Complete the following:
a: From the patent text on bit steering, reproduce everything from "3. The computer-implemented" down to "of the bit.".
b: In the patent text on bit steering, how is the shaft of the bottomhole assembly analyzed?
c: Summarize the patent text on bit steering in two sentences.

Systems and methods to determine the steering of a bit
Abstract
The disclosed embodiments include systems and methods to determine the steering of a bit. The method includes receiving input parameters associated with a model of a bottomhole assembly having a housing and a shaft that runs through an interior of the housing. The method also includes analyzing the housing as a first beam, and analyzing the shaft as a second beam that is nested within the first beam. The method further includes estimating a force and moment at a contact point between the shaft and the housing, determining a housing deflection based on the force and the moment, determining a shaft deflection at the contact point, and determining whether the shaft deflection is within a threshold of the housing deflection. In response to a determination that the shaft deflection is within the threshold of the housing deflection, the method further includes providing an output indicative of steering of a bit.
Claims
exact text as granted — not AI-modifiedWhat is claimed is:
1. A computer-implemented method to determine steering of a bit, the method comprising:
receiving one or more input parameters associated with a model of a bottomhole
assembly having a housing and a shaft that runs through an interior of the housing;
analyzing the housing as a first beam;
analyzing the shaft as a second beam that is nested within the first beam;
estimating a force and a friction moment at one or more contact points between the shaft and the housing and along an upper bottomhole assembly that is coupled to the shaft as another component of the second beam;
determining a housing deflection based on the force and the friction moment at the one or more contact points between the housing and the shaft, wherein the upper bottomhole assembly and the housing are constrained by a borehole geometry;
determining a shaft deflection at the one or more contact points;
determining whether the shaft deflection is within a threshold of the housing deflection; and
steering the bit using the determination that the shaft deflection is within the threshold of the housing deflection.
2. The computer-implemented method of claim 1 , further comprising discretizing the model to refine the one or more input parameters for estimating the force and the friction moment at the one or more contact points.
3. The computer-implemented method of claim 1 , further comprising:
determining an angle of deflection of the housing based on the force and the friction moment at the one or more contact points;
determining an angle of the shaft deflection at the one or more contact points;
determining whether the angle of the shaft deflection is within a threshold of the angle of the housing deflection; and
in response to a determination that the angle of the shaft deflection is within the threshold of the angle of the housing deflection, providing an output indicative of the steering of the bit.

Supplied material:
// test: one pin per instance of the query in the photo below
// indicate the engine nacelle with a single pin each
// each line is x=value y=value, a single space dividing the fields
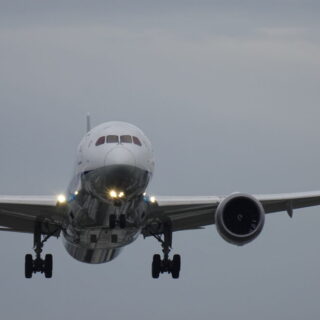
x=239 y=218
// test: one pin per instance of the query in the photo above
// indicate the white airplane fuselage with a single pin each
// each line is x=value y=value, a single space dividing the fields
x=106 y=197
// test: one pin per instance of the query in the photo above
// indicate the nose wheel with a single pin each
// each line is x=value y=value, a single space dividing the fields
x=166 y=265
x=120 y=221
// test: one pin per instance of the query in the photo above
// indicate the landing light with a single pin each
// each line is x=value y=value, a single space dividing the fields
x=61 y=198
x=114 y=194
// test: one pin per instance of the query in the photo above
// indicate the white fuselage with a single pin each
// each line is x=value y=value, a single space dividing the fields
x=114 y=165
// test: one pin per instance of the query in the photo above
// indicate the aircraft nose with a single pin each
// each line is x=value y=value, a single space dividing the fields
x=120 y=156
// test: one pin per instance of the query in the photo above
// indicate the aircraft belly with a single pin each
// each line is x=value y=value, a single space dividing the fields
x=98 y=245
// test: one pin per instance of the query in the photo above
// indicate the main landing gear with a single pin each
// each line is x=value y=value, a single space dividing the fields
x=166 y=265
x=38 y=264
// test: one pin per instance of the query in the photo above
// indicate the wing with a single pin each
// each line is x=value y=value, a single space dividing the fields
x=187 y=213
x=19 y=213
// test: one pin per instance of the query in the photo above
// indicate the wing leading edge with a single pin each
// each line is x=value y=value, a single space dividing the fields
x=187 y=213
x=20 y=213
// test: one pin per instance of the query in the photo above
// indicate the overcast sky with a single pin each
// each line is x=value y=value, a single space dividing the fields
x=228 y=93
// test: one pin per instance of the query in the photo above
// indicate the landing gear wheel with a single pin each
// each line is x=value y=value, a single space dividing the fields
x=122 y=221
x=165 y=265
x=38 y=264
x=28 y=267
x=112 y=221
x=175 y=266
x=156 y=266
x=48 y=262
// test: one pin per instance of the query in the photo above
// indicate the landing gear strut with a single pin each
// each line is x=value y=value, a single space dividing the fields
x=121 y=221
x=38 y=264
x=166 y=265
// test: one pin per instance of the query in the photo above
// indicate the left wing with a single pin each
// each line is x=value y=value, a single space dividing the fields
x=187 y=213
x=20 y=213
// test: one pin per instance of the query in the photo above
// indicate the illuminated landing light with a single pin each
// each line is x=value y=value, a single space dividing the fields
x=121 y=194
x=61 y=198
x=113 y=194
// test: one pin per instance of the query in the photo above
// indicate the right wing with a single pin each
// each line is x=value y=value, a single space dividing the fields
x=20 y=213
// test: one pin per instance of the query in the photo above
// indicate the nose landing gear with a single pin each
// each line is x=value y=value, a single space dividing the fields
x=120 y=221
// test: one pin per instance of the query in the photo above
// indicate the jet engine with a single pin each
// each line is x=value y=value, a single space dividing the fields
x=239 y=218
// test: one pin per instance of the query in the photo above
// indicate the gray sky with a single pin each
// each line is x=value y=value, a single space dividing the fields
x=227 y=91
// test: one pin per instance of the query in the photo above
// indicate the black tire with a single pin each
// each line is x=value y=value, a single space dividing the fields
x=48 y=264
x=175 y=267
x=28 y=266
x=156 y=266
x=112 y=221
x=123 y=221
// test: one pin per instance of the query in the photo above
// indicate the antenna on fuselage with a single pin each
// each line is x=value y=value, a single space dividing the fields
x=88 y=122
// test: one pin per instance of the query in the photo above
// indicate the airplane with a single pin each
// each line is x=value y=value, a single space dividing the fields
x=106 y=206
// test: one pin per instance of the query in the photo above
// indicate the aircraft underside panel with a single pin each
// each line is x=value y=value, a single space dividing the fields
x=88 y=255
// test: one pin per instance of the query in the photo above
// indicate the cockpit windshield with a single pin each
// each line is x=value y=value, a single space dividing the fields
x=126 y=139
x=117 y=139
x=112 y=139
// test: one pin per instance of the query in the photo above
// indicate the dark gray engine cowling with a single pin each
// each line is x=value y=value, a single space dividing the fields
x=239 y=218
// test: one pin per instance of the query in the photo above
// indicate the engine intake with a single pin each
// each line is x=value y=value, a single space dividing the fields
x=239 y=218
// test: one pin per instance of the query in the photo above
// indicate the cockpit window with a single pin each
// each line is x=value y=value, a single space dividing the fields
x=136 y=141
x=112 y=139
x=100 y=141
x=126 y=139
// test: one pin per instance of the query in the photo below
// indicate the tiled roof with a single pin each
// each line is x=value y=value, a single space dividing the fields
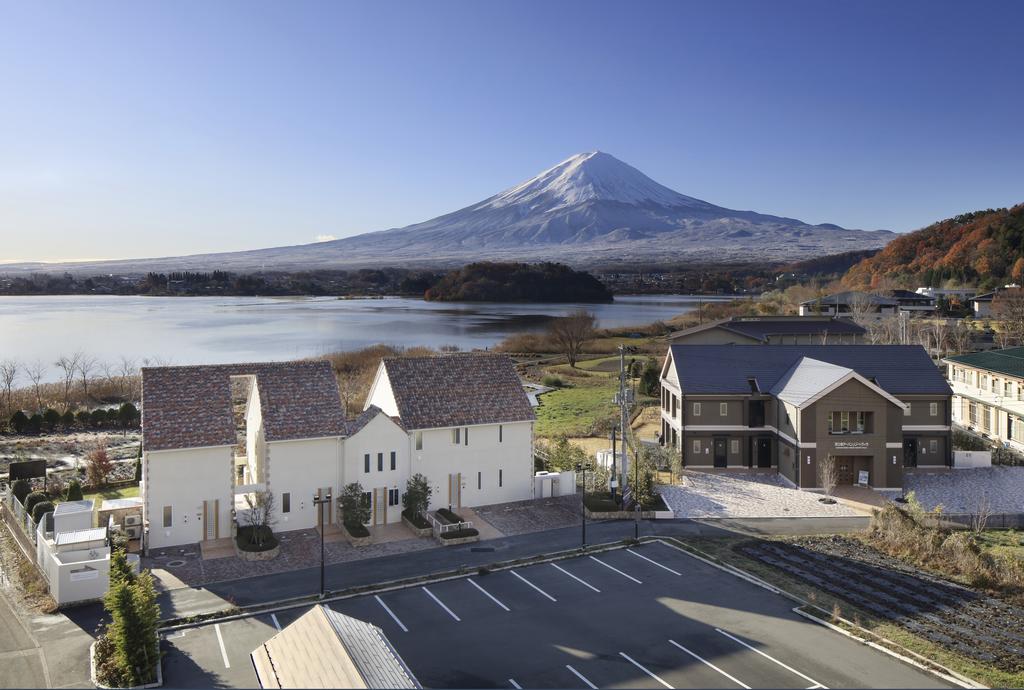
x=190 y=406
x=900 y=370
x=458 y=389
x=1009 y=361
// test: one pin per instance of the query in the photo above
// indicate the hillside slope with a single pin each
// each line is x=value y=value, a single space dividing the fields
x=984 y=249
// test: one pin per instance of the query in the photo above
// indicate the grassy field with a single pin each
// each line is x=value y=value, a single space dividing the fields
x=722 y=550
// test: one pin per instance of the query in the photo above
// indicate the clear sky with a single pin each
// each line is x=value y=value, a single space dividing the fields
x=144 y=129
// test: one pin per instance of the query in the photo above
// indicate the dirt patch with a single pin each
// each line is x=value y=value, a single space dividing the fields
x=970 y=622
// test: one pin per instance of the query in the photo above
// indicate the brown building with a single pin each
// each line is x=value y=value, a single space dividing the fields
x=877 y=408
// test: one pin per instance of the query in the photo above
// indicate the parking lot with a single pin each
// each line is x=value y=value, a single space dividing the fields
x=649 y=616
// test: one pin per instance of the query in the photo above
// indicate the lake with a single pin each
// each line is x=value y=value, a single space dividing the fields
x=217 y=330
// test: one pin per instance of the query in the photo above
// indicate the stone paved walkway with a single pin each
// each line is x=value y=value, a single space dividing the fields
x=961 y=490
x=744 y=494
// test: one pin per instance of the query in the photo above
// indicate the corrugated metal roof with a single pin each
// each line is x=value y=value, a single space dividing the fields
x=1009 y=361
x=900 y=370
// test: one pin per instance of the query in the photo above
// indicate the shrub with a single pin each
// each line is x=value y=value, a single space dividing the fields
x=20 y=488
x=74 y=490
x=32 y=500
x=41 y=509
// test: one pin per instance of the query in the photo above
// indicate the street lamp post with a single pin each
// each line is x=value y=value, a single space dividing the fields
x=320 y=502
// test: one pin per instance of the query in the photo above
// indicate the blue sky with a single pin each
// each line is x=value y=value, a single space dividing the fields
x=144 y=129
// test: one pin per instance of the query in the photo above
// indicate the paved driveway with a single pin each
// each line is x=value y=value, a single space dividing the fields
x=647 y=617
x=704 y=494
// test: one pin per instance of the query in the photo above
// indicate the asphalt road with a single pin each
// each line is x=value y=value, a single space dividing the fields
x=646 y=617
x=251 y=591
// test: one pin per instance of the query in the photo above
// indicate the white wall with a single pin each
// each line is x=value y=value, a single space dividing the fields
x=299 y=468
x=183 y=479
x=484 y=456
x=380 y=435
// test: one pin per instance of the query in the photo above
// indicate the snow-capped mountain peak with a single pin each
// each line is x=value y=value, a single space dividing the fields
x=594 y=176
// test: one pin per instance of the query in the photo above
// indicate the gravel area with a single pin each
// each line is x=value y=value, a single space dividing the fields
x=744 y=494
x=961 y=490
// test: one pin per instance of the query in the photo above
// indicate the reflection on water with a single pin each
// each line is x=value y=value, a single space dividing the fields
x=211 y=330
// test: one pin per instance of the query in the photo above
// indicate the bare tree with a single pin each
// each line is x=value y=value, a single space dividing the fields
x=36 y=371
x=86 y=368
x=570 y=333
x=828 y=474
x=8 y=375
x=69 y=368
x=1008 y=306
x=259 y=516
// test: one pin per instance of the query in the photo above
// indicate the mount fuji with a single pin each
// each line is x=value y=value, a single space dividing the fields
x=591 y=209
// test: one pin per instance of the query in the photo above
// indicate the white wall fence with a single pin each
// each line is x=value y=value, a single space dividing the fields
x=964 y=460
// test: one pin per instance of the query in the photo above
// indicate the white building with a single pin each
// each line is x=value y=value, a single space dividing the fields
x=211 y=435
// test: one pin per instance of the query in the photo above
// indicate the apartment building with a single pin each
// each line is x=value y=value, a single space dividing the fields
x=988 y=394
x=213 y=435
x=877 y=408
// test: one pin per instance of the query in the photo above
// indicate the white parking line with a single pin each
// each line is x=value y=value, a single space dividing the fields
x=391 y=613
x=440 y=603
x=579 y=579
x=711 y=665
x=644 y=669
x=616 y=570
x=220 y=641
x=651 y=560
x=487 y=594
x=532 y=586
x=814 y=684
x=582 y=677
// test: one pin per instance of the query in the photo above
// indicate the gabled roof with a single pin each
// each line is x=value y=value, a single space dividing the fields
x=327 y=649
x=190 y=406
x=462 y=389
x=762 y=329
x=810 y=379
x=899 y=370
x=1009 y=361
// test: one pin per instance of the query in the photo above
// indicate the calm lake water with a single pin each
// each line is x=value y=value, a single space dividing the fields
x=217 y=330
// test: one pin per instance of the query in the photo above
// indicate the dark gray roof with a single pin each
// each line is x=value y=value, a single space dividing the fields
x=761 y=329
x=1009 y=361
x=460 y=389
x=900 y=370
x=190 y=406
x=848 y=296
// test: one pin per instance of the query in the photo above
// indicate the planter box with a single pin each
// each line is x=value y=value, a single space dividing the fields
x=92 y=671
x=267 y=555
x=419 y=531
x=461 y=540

Full solutions:
a:
3. The computer-implemented method of claim 1 , further comprising:
determining an angle of deflection of the housing based on the force and the friction moment at the one or more contact points;
determining an angle of the shaft deflection at the one or more contact points;
determining whether the angle of the shaft deflection is within a threshold of the angle of the housing deflection; and
in response to a determination that the angle of the shaft deflection is within the threshold of the angle of the housing deflection, providing an output indicative of the steering of the bit.

b: As a second beam nested within the first beam, which is the housing.

c: The method receives input parameters for a model of a bottomhole assembly with a housing and an internal shaft, and it analyzes the housing as a first beam and the shaft as a second beam nested within it. It estimates force and moment at contact points, determines housing and shaft deflections, and provides an output indicating bit steering when the shaft deflection is within a threshold of the housing deflection.